START Entries provided

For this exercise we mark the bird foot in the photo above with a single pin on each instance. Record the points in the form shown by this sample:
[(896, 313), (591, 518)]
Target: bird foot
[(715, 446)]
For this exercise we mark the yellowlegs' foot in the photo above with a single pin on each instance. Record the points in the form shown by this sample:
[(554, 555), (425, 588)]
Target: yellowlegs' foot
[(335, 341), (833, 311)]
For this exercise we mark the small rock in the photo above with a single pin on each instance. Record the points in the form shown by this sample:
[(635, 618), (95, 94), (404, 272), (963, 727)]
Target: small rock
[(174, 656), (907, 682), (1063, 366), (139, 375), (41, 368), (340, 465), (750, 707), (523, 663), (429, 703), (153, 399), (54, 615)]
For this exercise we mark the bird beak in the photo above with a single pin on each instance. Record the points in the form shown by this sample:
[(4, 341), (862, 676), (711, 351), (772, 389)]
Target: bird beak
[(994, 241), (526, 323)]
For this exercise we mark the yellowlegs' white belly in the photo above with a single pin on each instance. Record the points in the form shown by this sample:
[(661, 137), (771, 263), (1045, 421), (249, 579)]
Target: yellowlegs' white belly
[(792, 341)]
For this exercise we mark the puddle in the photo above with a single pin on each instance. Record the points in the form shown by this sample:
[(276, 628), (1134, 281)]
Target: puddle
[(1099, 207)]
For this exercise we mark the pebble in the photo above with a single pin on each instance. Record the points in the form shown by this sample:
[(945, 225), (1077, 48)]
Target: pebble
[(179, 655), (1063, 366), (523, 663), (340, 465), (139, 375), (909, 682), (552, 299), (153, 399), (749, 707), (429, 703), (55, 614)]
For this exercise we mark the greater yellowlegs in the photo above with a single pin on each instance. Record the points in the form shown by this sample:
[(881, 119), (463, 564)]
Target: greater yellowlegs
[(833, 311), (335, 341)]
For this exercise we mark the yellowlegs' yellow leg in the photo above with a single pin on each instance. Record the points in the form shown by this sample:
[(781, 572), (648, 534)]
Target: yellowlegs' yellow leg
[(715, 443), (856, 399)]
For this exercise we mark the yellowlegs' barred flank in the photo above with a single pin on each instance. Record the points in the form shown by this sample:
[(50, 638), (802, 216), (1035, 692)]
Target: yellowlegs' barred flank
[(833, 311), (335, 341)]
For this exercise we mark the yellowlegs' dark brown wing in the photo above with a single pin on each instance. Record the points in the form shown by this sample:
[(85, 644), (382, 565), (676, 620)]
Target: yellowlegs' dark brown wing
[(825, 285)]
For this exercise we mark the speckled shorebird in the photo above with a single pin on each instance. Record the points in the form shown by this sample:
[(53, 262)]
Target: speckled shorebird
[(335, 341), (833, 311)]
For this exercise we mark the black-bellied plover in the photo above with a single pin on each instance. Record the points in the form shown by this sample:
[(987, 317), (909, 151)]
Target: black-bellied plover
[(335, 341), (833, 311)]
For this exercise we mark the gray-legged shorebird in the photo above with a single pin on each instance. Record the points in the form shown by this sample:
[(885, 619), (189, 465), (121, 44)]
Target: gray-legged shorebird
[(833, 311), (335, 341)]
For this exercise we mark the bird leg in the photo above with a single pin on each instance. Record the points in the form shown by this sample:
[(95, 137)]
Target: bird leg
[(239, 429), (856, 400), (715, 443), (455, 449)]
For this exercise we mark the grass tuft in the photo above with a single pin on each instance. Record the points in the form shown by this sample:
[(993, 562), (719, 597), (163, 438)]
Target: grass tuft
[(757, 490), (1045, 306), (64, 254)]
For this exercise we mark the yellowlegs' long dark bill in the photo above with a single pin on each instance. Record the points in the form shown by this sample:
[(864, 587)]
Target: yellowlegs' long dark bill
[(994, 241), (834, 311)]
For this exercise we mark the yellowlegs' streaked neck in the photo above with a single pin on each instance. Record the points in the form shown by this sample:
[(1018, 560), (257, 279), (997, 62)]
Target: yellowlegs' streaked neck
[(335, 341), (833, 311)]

END Entries provided

(Task prompt):
What are the lines from the one with "Target: speckled shorebird" through the end of the records above? Set them down exactly, both ends included, and nothing else.

(Solution for this task):
Target: speckled shorebird
[(335, 341), (833, 311)]
For this exercise we mark the black-bellied plover in the photo above with a single pin on each instance. Record the points in the form shown by this sample:
[(987, 317), (909, 151)]
Target: black-bellied plover
[(335, 341), (833, 311)]
For this exercise we mark the gray-legged shorebird in the photo above with a single pin on each instance. Record the points in the form shown by this sample:
[(885, 619), (189, 465), (121, 44)]
Target: gray-legged shorebird
[(833, 311), (335, 341)]
For this exercise we mark the bird leg in the photo above with a single pin on each instance. Record the points in the form shown by this sample:
[(95, 137)]
Target: bird leg
[(239, 429), (856, 400), (715, 443), (455, 449)]
For this exercise we mark the grass tuft in the photo above with a single pin on each instance. Record the points in the form shown by this sample:
[(993, 562), (719, 597), (163, 438)]
Target: grass tuft
[(757, 490), (1045, 306), (64, 254)]
For this exercise we mark the yellowlegs' long dark bill in the photo above with a single pin on each instance. Record the points in the form shown by this sample:
[(864, 587)]
Target: yellowlegs' long dark bill
[(994, 241), (834, 311)]
For this exercise we mark the yellowlegs' streaked neck in the photo above with a single pin on each instance. Record the points in the form shown by this sample:
[(1018, 560), (257, 279), (997, 62)]
Target: yellowlegs' streaked neck
[(335, 341), (833, 311)]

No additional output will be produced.